Exercise - Repeat each entry word for word. Leave any images out of the copy.

(Image point grounding data)
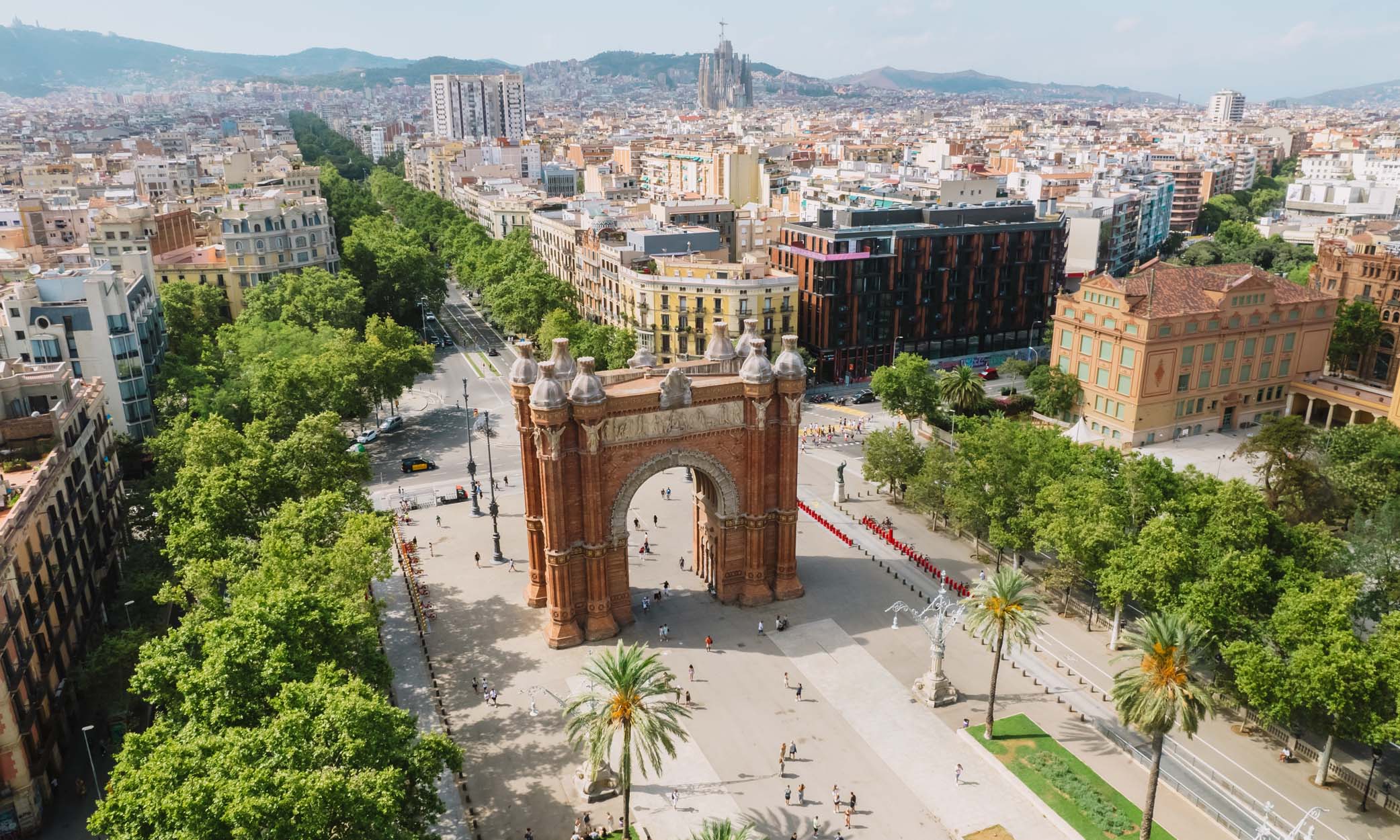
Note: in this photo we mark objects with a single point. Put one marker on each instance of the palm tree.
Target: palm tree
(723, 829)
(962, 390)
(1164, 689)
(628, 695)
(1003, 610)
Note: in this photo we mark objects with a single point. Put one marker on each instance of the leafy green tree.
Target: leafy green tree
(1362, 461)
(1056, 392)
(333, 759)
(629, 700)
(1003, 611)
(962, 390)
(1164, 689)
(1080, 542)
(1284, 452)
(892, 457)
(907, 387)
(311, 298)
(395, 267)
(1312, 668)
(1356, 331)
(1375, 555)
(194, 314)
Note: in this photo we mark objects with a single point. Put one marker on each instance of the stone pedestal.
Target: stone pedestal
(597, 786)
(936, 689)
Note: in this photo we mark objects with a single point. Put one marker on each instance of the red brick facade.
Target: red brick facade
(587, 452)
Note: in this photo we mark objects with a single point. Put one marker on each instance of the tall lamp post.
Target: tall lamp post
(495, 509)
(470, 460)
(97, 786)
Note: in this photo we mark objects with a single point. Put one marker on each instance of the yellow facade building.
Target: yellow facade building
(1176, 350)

Response below -
Note: in this photo we mark objects with a single point. Put one marker on each instance of the palm tree.
Target: palm tree
(723, 829)
(962, 390)
(1164, 689)
(628, 695)
(1003, 610)
Note: in this photo we mark objects with a single point. Put one marker on each instance of the leafy green tree.
Target: leafy green tree
(1362, 461)
(1056, 392)
(333, 759)
(629, 700)
(1003, 611)
(962, 390)
(1164, 689)
(1080, 542)
(1284, 452)
(892, 457)
(907, 387)
(311, 298)
(395, 267)
(1312, 668)
(1356, 331)
(1375, 555)
(194, 314)
Note: in this photo we mark objects with a single point. Put one marker on each instance of the stone pedestal.
Target: stone pedestal
(597, 786)
(936, 689)
Note: in this photo we mark objects with a single point. Put one marker on each instance of the red brick facade.
Target: red brick facade
(587, 452)
Note: in this photo we mark objects with a single point. Put one marker on each instance of the tall lamp post.
Target: tall lamp post
(495, 509)
(470, 460)
(97, 786)
Note: in this photo we mark objects with a single point. Put one marker on each instance of the yellow facade building.
Target: yellow facade building
(1176, 350)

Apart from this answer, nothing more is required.